==== MATERIAL FOR THIS TASK
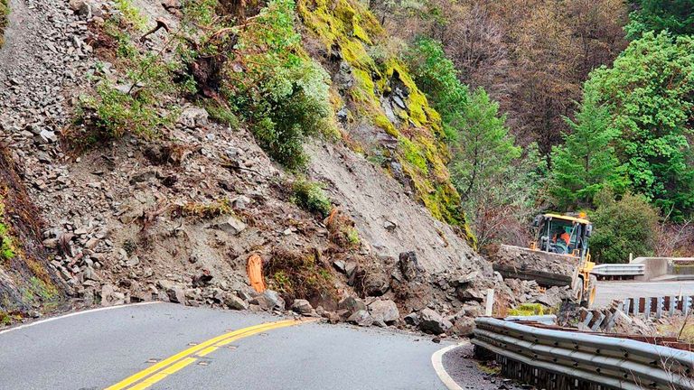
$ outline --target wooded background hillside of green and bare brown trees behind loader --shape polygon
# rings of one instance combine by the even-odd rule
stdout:
[[[694,3],[371,7],[442,113],[455,186],[482,246],[524,244],[519,231],[546,210],[587,211],[598,232],[609,229],[609,204],[648,239],[609,249],[614,240],[598,239],[598,261],[692,254]],[[629,235],[603,237],[612,234]]]

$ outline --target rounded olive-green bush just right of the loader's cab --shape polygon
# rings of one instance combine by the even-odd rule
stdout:
[[[653,255],[659,216],[645,198],[626,193],[614,200],[614,193],[605,189],[597,195],[596,203],[590,251],[597,262],[626,263],[630,253]]]

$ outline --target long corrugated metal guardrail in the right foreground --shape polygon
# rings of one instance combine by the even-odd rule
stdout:
[[[504,374],[546,389],[692,389],[694,353],[633,339],[475,320],[472,343],[502,359]]]

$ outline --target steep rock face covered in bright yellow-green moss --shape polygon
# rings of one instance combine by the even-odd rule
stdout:
[[[344,63],[349,65],[352,82],[340,88],[340,101],[352,110],[352,117],[398,141],[394,152],[384,150],[384,154],[402,166],[417,200],[436,218],[462,228],[474,245],[460,195],[446,168],[450,152],[444,143],[441,116],[429,106],[396,55],[386,54],[377,61],[369,54],[374,45],[389,39],[378,20],[353,0],[299,0],[296,9],[305,26],[323,43],[325,58],[340,62],[339,67],[328,64],[327,68],[342,71]],[[384,108],[384,101],[393,107],[392,112]]]

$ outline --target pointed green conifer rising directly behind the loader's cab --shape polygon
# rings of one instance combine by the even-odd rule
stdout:
[[[590,206],[604,187],[623,192],[628,181],[611,145],[619,132],[610,125],[607,107],[594,90],[586,90],[576,121],[566,118],[572,133],[552,153],[549,192],[560,209]]]

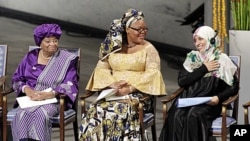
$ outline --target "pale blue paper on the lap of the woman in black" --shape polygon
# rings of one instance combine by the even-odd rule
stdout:
[[[209,102],[211,99],[212,97],[178,98],[177,107],[182,108],[182,107],[204,104]]]

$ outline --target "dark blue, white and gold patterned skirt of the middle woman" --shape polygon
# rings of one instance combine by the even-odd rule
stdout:
[[[91,104],[82,115],[80,141],[134,141],[140,140],[140,122],[137,114],[138,97],[131,100],[100,101]]]

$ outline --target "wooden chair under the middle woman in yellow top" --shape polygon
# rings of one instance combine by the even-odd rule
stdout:
[[[86,113],[86,99],[88,97],[93,96],[96,93],[98,93],[98,92],[88,91],[85,95],[80,96],[81,114]],[[147,138],[146,136],[144,136],[144,133],[145,133],[146,129],[148,129],[149,127],[151,127],[152,140],[157,141],[156,126],[155,126],[156,125],[155,114],[156,114],[156,98],[157,98],[157,96],[153,96],[152,109],[147,113],[144,113],[144,111],[143,111],[143,105],[144,105],[143,102],[150,99],[150,98],[152,98],[152,97],[150,97],[148,95],[148,96],[144,96],[144,97],[139,99],[138,114],[139,114],[141,135],[142,135],[143,141]]]

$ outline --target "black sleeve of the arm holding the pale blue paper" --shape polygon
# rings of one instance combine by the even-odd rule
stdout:
[[[227,100],[230,96],[236,95],[239,91],[239,80],[236,76],[234,76],[234,83],[232,86],[227,85],[225,82],[224,84],[225,84],[225,90],[218,93],[220,102]]]

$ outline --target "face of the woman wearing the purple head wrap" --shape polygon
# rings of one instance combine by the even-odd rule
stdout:
[[[42,40],[40,47],[44,52],[55,53],[58,48],[58,39],[54,36],[45,37]]]

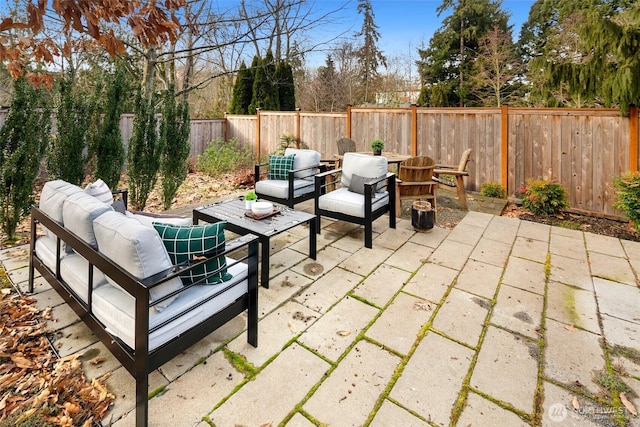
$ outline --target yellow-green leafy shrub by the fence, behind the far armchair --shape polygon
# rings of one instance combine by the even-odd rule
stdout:
[[[252,145],[245,145],[235,138],[229,141],[215,139],[204,153],[198,156],[196,169],[211,176],[233,172],[238,168],[251,168],[255,161]]]

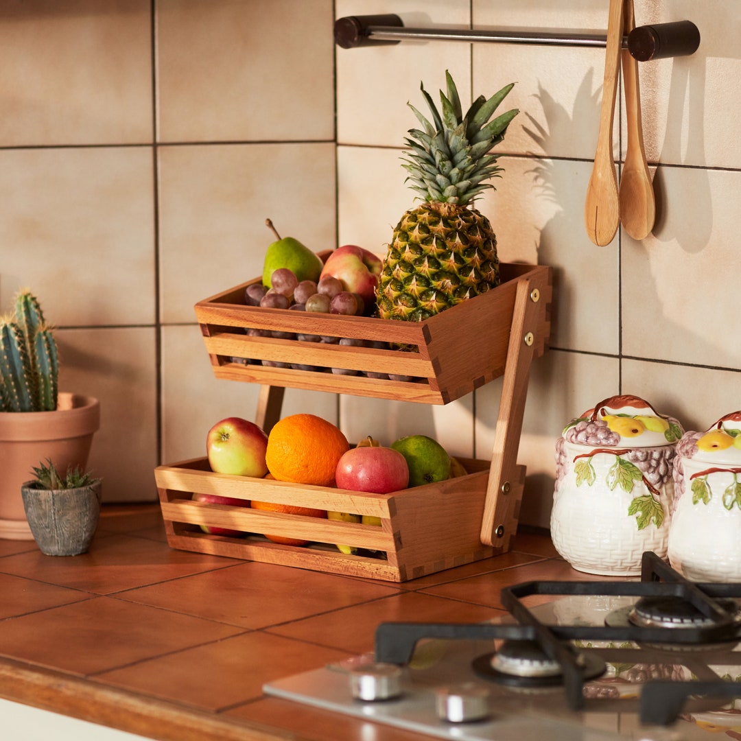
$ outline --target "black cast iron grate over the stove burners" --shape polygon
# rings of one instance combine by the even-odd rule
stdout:
[[[688,605],[692,620],[681,625],[544,625],[522,603],[533,595],[602,595],[609,597],[671,598]],[[416,623],[385,622],[375,636],[378,662],[405,665],[411,660],[416,642],[424,638],[534,642],[542,654],[560,668],[568,706],[579,711],[584,707],[584,683],[595,676],[594,661],[588,649],[577,648],[572,641],[636,642],[639,645],[721,645],[741,640],[741,621],[737,609],[728,600],[741,597],[740,584],[693,583],[674,571],[651,551],[642,557],[639,582],[523,582],[502,589],[502,605],[516,619],[517,625],[491,623]],[[640,601],[640,600],[639,600]],[[735,604],[735,603],[734,603]],[[479,676],[482,665],[491,665],[491,656],[476,659],[474,671]],[[493,672],[494,679],[501,679]],[[643,723],[668,725],[677,720],[689,697],[717,697],[723,700],[741,694],[741,682],[726,682],[705,666],[704,677],[710,679],[671,682],[648,679],[642,686],[639,712]],[[511,682],[516,684],[516,682]]]

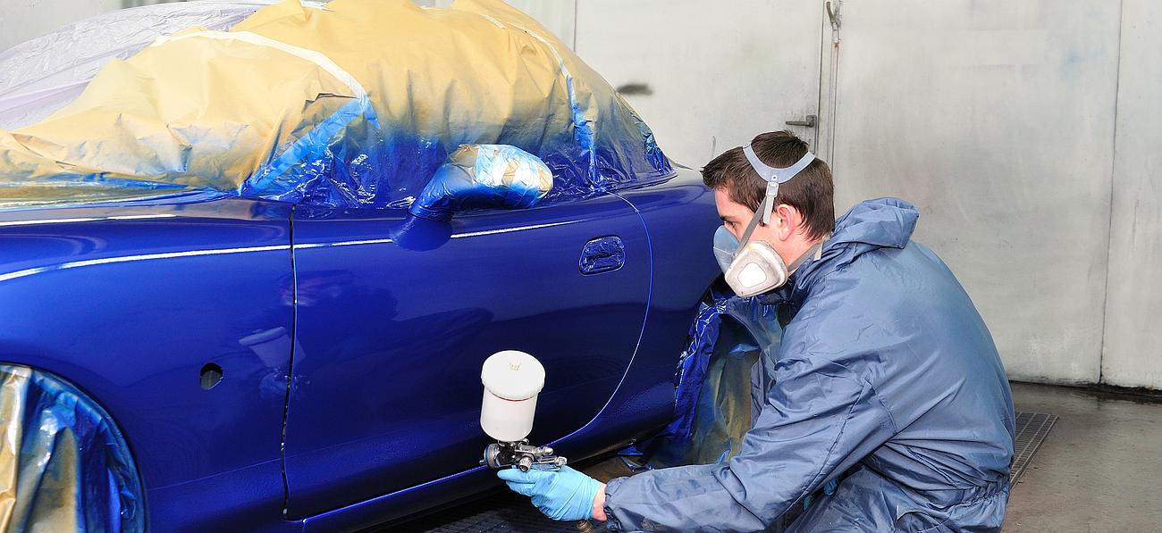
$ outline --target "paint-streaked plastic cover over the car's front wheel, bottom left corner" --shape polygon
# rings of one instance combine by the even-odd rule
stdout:
[[[145,530],[129,447],[84,392],[0,365],[0,531]]]

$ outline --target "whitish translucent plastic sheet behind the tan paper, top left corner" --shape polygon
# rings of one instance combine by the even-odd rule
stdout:
[[[273,2],[196,0],[119,9],[0,51],[0,129],[40,122],[76,100],[109,59],[127,59],[192,26],[230,29]]]

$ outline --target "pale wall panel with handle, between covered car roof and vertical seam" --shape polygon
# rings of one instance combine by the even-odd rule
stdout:
[[[616,14],[616,15],[611,15]],[[822,3],[582,0],[576,52],[654,130],[701,167],[754,134],[818,115]],[[795,128],[815,141],[815,129]]]

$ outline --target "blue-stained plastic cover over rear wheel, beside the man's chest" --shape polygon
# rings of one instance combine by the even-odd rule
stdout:
[[[674,418],[644,452],[650,467],[722,462],[751,428],[760,358],[773,358],[782,329],[774,305],[712,291],[690,326],[690,343],[674,376]],[[774,365],[767,365],[774,367]]]

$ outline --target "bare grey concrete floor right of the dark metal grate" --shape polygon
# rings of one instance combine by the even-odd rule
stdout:
[[[1009,494],[1005,533],[1162,527],[1162,403],[1013,383],[1018,411],[1056,424]]]

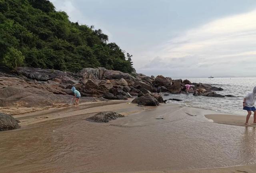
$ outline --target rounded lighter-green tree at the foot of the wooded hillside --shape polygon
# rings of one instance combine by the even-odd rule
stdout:
[[[10,69],[16,69],[23,64],[24,59],[25,57],[22,55],[21,51],[11,47],[8,48],[2,62]]]

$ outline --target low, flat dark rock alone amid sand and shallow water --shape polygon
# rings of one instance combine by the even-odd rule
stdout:
[[[86,120],[93,121],[93,122],[109,122],[111,120],[116,120],[116,118],[124,117],[121,114],[116,112],[100,112],[94,116],[87,118]]]

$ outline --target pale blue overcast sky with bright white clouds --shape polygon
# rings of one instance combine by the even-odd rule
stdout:
[[[133,55],[137,73],[256,76],[256,0],[50,0]]]

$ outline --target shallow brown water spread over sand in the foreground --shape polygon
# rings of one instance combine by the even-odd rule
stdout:
[[[1,171],[176,170],[256,163],[256,128],[209,122],[196,108],[158,106],[105,124],[88,122],[88,116],[1,132]]]

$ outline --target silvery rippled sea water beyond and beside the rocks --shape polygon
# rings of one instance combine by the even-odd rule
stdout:
[[[206,97],[206,96],[193,96],[189,94],[170,94],[163,96],[164,99],[178,98],[183,101],[175,102],[185,106],[203,108],[214,110],[216,112],[223,112],[228,114],[246,115],[246,111],[242,110],[242,102],[244,96],[252,92],[256,86],[256,77],[241,77],[241,78],[194,78],[188,79],[192,83],[207,83],[212,86],[221,87],[223,91],[216,91],[218,94],[226,95],[232,94],[236,97]]]

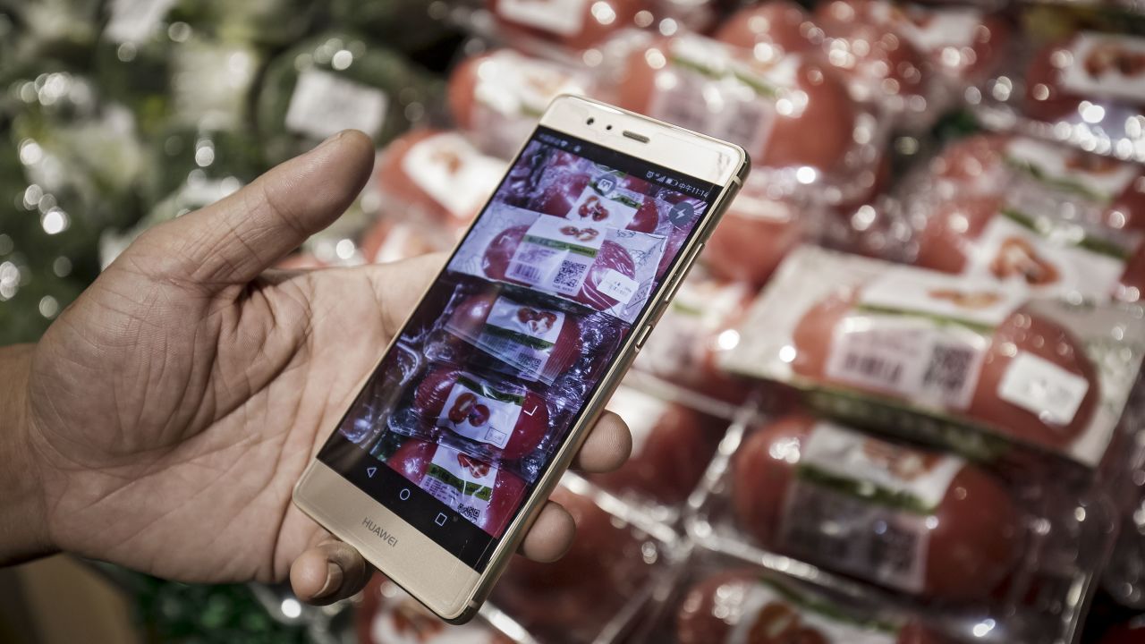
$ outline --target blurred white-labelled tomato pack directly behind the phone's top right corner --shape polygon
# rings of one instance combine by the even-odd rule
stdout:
========
# [EXERCISE]
Please report all lines in the entries where "hillside" appears.

# [RESPONSE]
$ outline --target wooded background hillside of green and bare brown trees behind loader --shape polygon
$ outline --target rounded lighter-green tree at the foot of the wooded hillside --shape polygon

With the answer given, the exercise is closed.